Each of the entries below needs to be given again exactly.

Data supplied: Begin

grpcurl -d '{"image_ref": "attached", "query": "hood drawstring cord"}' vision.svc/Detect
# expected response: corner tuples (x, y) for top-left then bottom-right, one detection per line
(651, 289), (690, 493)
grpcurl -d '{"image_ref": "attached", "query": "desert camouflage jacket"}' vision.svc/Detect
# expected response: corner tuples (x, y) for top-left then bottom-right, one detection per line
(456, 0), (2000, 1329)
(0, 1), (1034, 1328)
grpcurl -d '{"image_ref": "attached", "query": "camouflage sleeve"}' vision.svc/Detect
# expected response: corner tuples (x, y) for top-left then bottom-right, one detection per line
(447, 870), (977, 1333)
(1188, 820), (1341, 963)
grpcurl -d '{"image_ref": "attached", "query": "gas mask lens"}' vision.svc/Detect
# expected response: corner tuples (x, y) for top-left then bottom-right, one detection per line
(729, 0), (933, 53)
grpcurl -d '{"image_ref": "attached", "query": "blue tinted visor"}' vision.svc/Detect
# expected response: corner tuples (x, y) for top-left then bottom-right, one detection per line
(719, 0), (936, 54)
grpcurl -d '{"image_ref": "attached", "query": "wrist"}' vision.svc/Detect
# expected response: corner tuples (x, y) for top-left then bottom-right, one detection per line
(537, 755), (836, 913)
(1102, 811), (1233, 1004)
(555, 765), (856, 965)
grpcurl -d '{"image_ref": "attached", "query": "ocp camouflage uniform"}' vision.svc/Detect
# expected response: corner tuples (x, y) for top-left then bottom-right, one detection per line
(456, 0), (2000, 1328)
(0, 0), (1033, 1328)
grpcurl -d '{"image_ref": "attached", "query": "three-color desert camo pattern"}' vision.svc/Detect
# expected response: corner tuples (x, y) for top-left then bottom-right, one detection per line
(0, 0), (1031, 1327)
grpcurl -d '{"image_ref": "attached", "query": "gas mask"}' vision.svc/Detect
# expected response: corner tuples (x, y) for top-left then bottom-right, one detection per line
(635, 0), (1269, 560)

Data supplied: End

■ Reply to the exercise ■
grpcurl -d '{"image_ref": "attached", "query": "hood drawstring cord"}' vision.svc/Detect
# expected response: corner tuples (x, y) for top-left then bottom-right, one detection per line
(651, 289), (690, 493)
grpcurl -d '{"image_ref": "attached", "query": "desert camouflage jacket"}' vision.svc/Detect
# expected response: corner tuples (x, y) for top-left then bottom-right, one detection per line
(456, 0), (2000, 1329)
(0, 1), (1034, 1328)
grpcurl -d '{"image_ref": "attached", "query": "camouflage sleeve"}' vision.svc/Detect
# expected response: corner tuples (x, y) for top-left then bottom-right, one detection per line
(447, 870), (977, 1333)
(1188, 820), (1341, 963)
grpcurl -d '{"image_ref": "attached", "query": "gas mask lens"}' vision.svc/Detect
# expected response: corner tuples (x, y) for top-left then bottom-right, one detection per line
(729, 0), (933, 53)
grpcurl -d '{"image_ref": "attached", "query": "blue tinted visor"}' vision.svc/Detect
# expected response: corner tuples (x, y) for top-left then bottom-right, one detection per line
(719, 0), (936, 54)
grpcurl -d '{"image_ref": "attached", "query": "wrist"}' vision.svc/Detect
# expected response: corner tuples (x, y) for top-left then bottom-right, one detection per line
(537, 755), (836, 913)
(1102, 811), (1233, 1004)
(555, 765), (856, 965)
grpcurl -d '{"image_ref": "attached", "query": "ocp camouflage uniform"}' vision.svc/Detect
# expected response: corner tuples (x, y) for top-left then bottom-right, one detection per line
(456, 0), (2000, 1328)
(0, 0), (1033, 1328)
grpcurl -d '{"image_ref": "attached", "query": "three-color desert camo pattern"}' vision.svc/Detect
# expected response: corner tuples (x, y) for top-left then bottom-right, one detection per line
(0, 0), (1031, 1327)
grpcurl -d '{"image_ref": "attached", "query": "gas mask"}' vision.svc/Detect
# expected response: corner tuples (x, y) for top-left then bottom-right, one detection per line
(635, 0), (1269, 560)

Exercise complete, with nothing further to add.